• **PROBLEM TO SOLVE**:
Please extract the full text about the winter sky and birds at Afton below, word for word.

• **EXTRACTED TEXT**:
•••
In the evening from December 24 to the 31st, look for bright Venus in the western sky. Then look below Venus for Mercury! There aren’t a lot of good chances to see Mercury, but this is one. From the 29th to the 31st Mercury will be to the left of Venus. And in early January Saturn and Jupiter join Venus and Mercury in the west in the evening, with the crescent Moon putting in an appearance on the 4th and 5th. And overnight on the 4th look in the northern sky for the Quadrantid Meteor Shower.
Some birds, like bluebirds, meadowlarks, and turkey vultures, leave Afton in the winter for points farther south. Other birds, like juncos, red-breasted nuthatches, and tree sparrows arrive at Afton in the winter from points farther north. And still other birds live at Afton all year round, including bluejays, hairy woodpeckers, white-breasted nuthatches, and red bellied woodpeckers.
•••
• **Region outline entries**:

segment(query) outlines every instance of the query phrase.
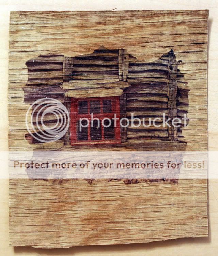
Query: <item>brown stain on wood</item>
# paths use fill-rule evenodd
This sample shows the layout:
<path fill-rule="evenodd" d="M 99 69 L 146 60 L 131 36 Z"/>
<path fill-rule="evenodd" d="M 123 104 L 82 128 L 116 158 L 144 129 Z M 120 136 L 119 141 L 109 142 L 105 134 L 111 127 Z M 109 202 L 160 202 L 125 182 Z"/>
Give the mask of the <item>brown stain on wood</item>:
<path fill-rule="evenodd" d="M 145 151 L 163 148 L 207 150 L 208 14 L 205 10 L 12 12 L 9 71 L 10 150 L 72 150 L 71 146 L 64 146 L 64 139 L 55 143 L 29 144 L 24 139 L 27 133 L 25 114 L 36 94 L 41 98 L 48 93 L 64 103 L 62 89 L 57 86 L 64 84 L 61 72 L 64 55 L 73 58 L 88 55 L 103 45 L 109 49 L 128 49 L 139 60 L 133 59 L 129 65 L 129 73 L 130 71 L 133 74 L 128 82 L 134 84 L 137 92 L 125 93 L 126 108 L 134 108 L 134 111 L 141 106 L 159 106 L 167 109 L 165 91 L 150 95 L 142 90 L 141 81 L 139 83 L 136 76 L 144 68 L 140 62 L 155 62 L 163 53 L 173 48 L 178 59 L 183 60 L 180 69 L 186 79 L 184 81 L 178 72 L 177 114 L 187 110 L 189 123 L 183 130 L 182 136 L 178 131 L 179 142 L 166 141 L 165 137 L 145 137 L 141 132 L 138 134 L 131 131 L 128 142 L 119 146 L 97 149 L 92 145 L 89 148 L 75 146 L 73 150 L 131 151 L 136 150 L 134 145 L 137 143 Z M 55 61 L 51 62 L 50 70 L 46 71 L 49 73 L 46 75 L 48 79 L 44 81 L 46 85 L 33 85 L 41 72 L 36 71 L 29 80 L 29 87 L 26 86 L 28 73 L 26 62 L 49 54 L 56 55 L 52 57 Z M 42 61 L 47 57 L 42 57 Z M 82 71 L 80 69 L 83 68 L 80 65 L 84 61 L 80 58 L 76 61 L 76 76 L 78 79 L 79 73 Z M 112 77 L 114 82 L 119 82 L 118 75 L 114 74 L 114 60 L 111 58 L 110 62 L 110 79 Z M 73 68 L 74 65 L 74 62 Z M 157 69 L 160 67 L 156 66 Z M 35 68 L 33 65 L 31 69 Z M 143 83 L 149 83 L 152 73 L 148 71 Z M 164 73 L 160 76 L 163 82 L 169 81 L 167 77 L 165 81 Z M 104 78 L 106 83 L 108 78 Z M 156 82 L 160 79 L 153 78 L 152 81 Z M 188 95 L 185 90 L 187 83 Z M 161 182 L 129 185 L 119 180 L 99 181 L 90 185 L 87 181 L 81 180 L 63 180 L 60 184 L 49 179 L 10 180 L 11 245 L 63 248 L 145 243 L 208 235 L 206 180 L 180 179 L 176 184 Z"/>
•••
• **WRITTEN REPLY**:
In the evening from December 24 to the 31st, look for bright Venus in the western sky. Then look below Venus for Mercury! There aren’t a lot of good chances to see Mercury, but this is one. From the 29th to the 31st Mercury will be to the left of Venus. And in early January Saturn and Jupiter join Venus and Mercury in the west in the evening, with the crescent Moon putting in an appearance on the 4th and 5th. And overnight on the 4th look in the northern sky for the Quadrantid Meteor Shower.
Some birds, like bluebirds, meadowlarks, and turkey vultures, leave Afton in the winter for points farther south. Other birds, like juncos, red-breasted nuthatches, and tree sparrows arrive at Afton in the winter from points farther north. And still other birds live at Afton all year round, including bluejays, hairy woodpeckers, white-breasted nuthatches, and red bellied woodpeckers.